• _Objetivos_:
[1] Transcreva palavra por palavra o trecho do relato que vai de "O á-vontade entre" a "partilharmos uma fotografia.".
[2] Responda, por favor, a estas perguntas sobre o relato:
(a) Em que mercado foi comprado o pijama azul?
(b) Que motivo foi dado para a licença de ida a Bissau?
(c) Em que meio de transporte se fez a viagem?

Guiné > Região de Tombali > Catió > CCS / BART 1913 (1967/69) > Álbum fotográfico do Victor Condeço > Quartel > Foto 3A > "Vista aérea da Rotunda e Avenida de Catió antes de 1967. O edifício à esquerda na foto era a escola primária que em 1967 já tinha sido modificado".

Fotos (e legendas) de Catió: Victor Condeço (1943/2010) / © Blogue Luís Graça & Camaradas da Guiné (2007). Todos os direitos reservados


Ainda hoje, quando me dá para as reler, do maço em que estão religiosamente guardadas, ali na gaveta da escrivaninha, vejo bem retratado o esforço de as escrever. E lembro-me muito bem do lugar e quando as escrevi… O entusiasmo recíproco era crescente. Havia entre ambos uma empatia indiscutível. Cada um de sua parte, interrogava-se sobre o que aconteceria, após o regresso, se ele viesse a verificar-se.

A mãe dela- confessou-mo ela depois- andava tão preocupada com o entusiasmo que via nela, que lhe perguntou:
- Olha lá,  filha. E se, entretanto, te aparece algum rapaz que goste de ti?...
- Que lhe respondeste? - perguntei eu,  a brincar.
- Que isso não me preocupa. O que tiver de ser,  será.

O á-vontade entre ambos foi se firmando com os meses decorridos. A tal ponto que alguém sugeriu, não me lembro quem e como, que seria bom partilharmos uma fotografia.
Eu mandei-lhe uma em que estava vestido com um “bonito” pijama azul comprado no mercado dos sirianos [, na loja do sr. Saad].

Fiquei à espera da dela. Com muita curiosidade, como é de supor. Qual não foi o meu desapontamento, quando, certa manhã, ao abrir uma carta dei de caras com uma foto, tipo passe, via-se um pouco do tronco ao nível do peito e dos ombros, uma golita branca a sair sobre uma camisola de lã feita pela mãe, à mão, e o rosto muito vivaço duma mocita de treze ou catorze anos!..



Confesso que fiquei desiludido e desnorteado. Nunca imaginei ser isso possível.
- Pronto. Mais um pontapé que me deram à falsa fé… Só pode estar a gozar comigo…

Coincidiu com a licença que o capitão me concedeu para ir a Bissau, tratar dos dentes – um salutar pretexto bem conhecido, para se passar uns dias fora da guerra. Bissau era uma metrópole africana, segura e cosmopolita. Para se passar umas ricas férias.

Entretanto a comissão ia decorrendo. Fui toda a viagem de avioneta,  ensimesmado. A olhar para a foto, de vez em quando.
- Só pode ser uma partida. Mas se é… diz muito mal dela…- pensava eu.

Registos de marcação de formas
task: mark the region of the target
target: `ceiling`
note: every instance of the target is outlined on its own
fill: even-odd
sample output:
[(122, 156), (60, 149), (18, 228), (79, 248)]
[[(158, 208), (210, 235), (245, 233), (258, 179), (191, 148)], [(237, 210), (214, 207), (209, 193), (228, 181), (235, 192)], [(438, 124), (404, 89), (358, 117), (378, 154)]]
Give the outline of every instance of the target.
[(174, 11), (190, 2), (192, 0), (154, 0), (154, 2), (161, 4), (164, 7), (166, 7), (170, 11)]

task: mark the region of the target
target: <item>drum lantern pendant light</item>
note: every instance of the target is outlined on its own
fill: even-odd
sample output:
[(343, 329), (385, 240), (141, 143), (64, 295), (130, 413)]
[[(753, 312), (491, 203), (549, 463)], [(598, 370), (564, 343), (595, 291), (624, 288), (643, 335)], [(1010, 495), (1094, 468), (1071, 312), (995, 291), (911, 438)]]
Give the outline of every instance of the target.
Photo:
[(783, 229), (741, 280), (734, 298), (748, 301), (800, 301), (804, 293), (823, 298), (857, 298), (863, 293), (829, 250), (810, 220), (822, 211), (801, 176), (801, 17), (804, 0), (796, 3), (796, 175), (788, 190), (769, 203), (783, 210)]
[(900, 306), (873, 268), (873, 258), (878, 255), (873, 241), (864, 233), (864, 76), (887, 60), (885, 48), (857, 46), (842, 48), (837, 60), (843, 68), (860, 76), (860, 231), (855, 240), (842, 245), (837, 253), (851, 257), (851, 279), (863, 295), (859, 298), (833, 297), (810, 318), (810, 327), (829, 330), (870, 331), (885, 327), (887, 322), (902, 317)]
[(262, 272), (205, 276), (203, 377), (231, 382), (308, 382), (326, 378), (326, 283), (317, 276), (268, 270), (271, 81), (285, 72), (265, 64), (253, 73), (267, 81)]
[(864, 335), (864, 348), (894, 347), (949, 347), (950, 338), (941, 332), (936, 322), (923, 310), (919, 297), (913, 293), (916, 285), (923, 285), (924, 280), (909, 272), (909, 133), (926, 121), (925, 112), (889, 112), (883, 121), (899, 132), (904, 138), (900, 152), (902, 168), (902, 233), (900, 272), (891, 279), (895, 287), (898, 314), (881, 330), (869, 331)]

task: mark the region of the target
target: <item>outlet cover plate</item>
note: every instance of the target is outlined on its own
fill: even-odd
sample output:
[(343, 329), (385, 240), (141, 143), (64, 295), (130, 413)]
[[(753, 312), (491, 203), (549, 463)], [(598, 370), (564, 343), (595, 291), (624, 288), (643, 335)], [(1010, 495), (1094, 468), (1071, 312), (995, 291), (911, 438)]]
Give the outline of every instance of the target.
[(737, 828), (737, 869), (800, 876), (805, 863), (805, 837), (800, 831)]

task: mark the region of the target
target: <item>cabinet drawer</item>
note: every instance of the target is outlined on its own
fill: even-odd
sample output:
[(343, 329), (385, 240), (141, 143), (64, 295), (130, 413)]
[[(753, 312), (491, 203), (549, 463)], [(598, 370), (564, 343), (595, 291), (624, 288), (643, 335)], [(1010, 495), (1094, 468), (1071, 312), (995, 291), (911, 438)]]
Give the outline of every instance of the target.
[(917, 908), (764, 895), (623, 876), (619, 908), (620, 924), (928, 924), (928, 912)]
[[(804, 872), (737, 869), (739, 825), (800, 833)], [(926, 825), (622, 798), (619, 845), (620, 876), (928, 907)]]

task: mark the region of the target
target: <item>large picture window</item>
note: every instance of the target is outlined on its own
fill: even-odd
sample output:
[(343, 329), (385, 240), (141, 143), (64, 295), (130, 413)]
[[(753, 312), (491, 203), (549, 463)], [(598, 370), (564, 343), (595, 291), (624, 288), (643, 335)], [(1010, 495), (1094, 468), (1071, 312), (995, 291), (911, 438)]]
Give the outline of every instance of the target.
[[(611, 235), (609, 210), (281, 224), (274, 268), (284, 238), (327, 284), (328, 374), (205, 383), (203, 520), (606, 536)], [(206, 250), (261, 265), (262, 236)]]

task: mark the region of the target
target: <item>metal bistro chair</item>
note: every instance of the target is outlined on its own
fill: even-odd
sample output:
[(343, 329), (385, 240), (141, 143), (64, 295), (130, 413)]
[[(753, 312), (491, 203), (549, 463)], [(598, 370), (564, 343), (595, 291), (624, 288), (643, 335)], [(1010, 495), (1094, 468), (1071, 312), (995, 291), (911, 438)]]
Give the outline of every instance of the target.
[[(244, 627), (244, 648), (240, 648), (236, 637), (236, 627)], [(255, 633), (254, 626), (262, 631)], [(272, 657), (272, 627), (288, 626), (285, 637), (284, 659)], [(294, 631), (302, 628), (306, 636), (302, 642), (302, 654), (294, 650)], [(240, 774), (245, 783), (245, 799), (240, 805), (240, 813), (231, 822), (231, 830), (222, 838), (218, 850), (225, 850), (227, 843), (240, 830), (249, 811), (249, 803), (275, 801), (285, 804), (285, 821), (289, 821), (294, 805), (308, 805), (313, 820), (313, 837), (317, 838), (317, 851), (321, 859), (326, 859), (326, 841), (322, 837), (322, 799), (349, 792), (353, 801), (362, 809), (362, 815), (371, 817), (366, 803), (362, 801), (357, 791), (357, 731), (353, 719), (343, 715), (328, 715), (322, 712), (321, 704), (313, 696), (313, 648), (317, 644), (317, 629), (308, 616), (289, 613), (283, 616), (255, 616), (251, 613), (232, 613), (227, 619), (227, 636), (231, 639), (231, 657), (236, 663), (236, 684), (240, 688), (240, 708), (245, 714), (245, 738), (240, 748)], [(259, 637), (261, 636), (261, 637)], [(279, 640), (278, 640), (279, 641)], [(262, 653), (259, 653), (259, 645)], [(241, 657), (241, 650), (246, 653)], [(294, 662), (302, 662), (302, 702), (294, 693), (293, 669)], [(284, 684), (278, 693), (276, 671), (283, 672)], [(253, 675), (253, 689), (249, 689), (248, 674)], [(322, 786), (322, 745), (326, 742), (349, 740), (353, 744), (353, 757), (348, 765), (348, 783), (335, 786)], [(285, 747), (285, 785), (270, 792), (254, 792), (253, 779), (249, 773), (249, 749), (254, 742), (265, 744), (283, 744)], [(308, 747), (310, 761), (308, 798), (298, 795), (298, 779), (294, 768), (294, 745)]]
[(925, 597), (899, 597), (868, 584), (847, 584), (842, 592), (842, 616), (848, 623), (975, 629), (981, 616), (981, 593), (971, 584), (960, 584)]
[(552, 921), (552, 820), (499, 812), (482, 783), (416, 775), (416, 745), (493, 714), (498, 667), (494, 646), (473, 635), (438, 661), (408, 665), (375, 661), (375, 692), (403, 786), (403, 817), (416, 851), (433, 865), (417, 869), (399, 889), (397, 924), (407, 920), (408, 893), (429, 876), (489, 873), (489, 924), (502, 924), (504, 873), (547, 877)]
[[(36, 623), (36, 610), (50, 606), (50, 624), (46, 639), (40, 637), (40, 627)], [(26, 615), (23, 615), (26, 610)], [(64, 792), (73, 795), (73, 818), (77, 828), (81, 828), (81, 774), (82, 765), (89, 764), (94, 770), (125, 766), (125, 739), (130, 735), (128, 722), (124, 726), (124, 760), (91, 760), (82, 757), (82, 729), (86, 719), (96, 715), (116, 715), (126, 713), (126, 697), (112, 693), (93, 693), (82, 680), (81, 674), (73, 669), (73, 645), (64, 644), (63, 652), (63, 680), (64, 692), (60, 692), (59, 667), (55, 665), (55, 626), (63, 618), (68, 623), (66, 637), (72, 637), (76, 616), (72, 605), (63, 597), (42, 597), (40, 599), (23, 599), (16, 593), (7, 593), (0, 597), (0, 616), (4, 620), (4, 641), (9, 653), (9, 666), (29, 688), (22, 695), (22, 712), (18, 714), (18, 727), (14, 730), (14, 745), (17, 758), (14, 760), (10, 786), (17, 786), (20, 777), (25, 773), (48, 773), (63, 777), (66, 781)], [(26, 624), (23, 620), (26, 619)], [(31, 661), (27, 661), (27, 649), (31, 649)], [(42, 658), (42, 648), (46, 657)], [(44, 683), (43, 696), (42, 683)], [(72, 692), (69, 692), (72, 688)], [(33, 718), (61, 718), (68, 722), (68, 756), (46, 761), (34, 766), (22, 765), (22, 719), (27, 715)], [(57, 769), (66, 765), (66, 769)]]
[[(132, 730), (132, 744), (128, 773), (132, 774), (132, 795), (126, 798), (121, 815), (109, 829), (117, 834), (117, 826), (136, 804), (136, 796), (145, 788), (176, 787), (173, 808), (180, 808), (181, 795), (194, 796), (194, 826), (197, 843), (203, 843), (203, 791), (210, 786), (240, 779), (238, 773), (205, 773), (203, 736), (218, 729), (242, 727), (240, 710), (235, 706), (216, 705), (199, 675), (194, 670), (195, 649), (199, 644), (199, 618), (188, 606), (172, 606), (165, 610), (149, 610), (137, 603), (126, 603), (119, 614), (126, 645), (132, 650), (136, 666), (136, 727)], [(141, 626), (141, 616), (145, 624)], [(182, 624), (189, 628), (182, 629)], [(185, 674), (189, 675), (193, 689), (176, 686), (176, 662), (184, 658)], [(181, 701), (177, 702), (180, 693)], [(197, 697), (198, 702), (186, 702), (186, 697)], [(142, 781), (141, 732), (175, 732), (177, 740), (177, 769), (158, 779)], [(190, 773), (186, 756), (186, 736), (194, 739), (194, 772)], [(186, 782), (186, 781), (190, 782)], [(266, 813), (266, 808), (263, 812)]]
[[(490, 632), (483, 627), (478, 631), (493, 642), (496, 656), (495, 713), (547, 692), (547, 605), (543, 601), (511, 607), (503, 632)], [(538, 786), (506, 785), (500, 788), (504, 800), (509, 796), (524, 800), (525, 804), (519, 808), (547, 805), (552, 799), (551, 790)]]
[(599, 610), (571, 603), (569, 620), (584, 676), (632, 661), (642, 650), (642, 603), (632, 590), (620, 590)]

• _Respostas aos exercícios_:
[1]
O á-vontade entre ambos foi se firmando com os meses decorridos. A tal ponto que alguém sugeriu, não me lembro quem e como, que seria bom partilharmos uma fotografia.

[2]
(a) No mercado dos sirianos, na loja do sr. Saad.
(b) Tratar dos dentes.
(c) De avioneta.